--- TASK GOAL ---
Copy the stretch from "March to commemorate" through "and beaten again." in the article on the march to commemorate John Pat, word for word.

--- PROVIDED PASSAGE ---
- - - - - - -
March to commemorate John Pat

September 21, 1994
Issue 

By Chris Martin

Eleven years ago John Pat, a 16-year-old Aboriginal man from Roebourne, WA, died of a brain haemorrhage in a police cell.

John's short life and brutal death became a focus for black anger, fired by the acquittal of the five police charged with his manslaughter.

Fifty-seven witnesses testified to seeing these police, off-duty and drunk, provoke a fight with friends of John's outside a pub. As John tried to intervene, he was bashed and kicked repeatedly, dragged to the police station when he couldn't walk and beaten again.

Although the extent of his injuries was obvious, no medical assistance was sought. John was left to die.

All of those arrested that night were systematically bashed. John was beaten so savagely that as well as head injuries he also suffered broken ribs and a torn aorta. He would not have survived without major surgery.

None of this evidence swayed the all-white jury that freed the police, but it set off a series of protests that was to force the opening of a Royal Commission into Aboriginal Deaths in Custody.

These protests will continue this week as people gather around the country to commemorate the death of John Pat and all Aboriginals who have died at police hands.

Sydney's Aboriginal Deaths in Custody Watch Committee is calling for a big turnout to protest the continued failure of governments to act on the royal commission's findings.

The committee points out that, despite the commission's call for "Governments ... [to] enforce the principle that imprisonment be utilised only as a sanction of last resort", the number of Aboriginal people jailed has increased by 36.5% Australia-wide and 97.6% in NSW — with an increase of 168% for Aboriginal women in that state. Aboriginal people remain 15 times more likely to be imprisoned than other Australians.

Since the royal commission concluded its hearings, there have been a further 60 deaths in custody. Aboriginal people are rightly asking: "Where is the justice?"
- - - - - - -
--- DATA ---
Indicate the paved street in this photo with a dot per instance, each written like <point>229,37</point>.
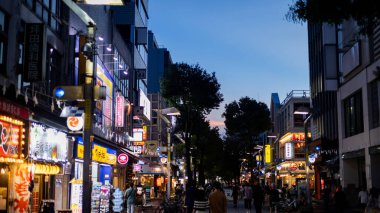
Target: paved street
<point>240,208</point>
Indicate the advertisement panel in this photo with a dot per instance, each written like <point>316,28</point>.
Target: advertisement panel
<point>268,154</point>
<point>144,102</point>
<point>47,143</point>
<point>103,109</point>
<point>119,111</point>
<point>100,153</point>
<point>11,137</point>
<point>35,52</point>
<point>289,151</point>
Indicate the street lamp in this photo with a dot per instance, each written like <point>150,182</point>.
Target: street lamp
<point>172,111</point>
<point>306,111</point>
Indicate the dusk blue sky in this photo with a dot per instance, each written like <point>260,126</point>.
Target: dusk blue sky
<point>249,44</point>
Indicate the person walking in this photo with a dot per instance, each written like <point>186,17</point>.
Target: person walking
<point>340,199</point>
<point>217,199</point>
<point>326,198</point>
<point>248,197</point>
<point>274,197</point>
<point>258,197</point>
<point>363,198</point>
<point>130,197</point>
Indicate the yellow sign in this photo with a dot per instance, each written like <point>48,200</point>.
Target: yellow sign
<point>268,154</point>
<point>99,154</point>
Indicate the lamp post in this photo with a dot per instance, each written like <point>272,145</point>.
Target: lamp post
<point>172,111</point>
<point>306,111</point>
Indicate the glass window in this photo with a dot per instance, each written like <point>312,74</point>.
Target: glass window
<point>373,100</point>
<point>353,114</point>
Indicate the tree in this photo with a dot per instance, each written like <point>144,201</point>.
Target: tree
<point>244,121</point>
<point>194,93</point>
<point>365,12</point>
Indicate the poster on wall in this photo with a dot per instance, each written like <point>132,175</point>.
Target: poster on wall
- - - - - - -
--- ANSWER AREA ---
March to commemorate John Pat

September 21, 1994
Issue 

By Chris Martin

Eleven years ago John Pat, a 16-year-old Aboriginal man from Roebourne, WA, died of a brain haemorrhage in a police cell.

John's short life and brutal death became a focus for black anger, fired by the acquittal of the five police charged with his manslaughter.

Fifty-seven witnesses testified to seeing these police, off-duty and drunk, provoke a fight with friends of John's outside a pub. As John tried to intervene, he was bashed and kicked repeatedly, dragged to the police station when he couldn't walk and beaten again.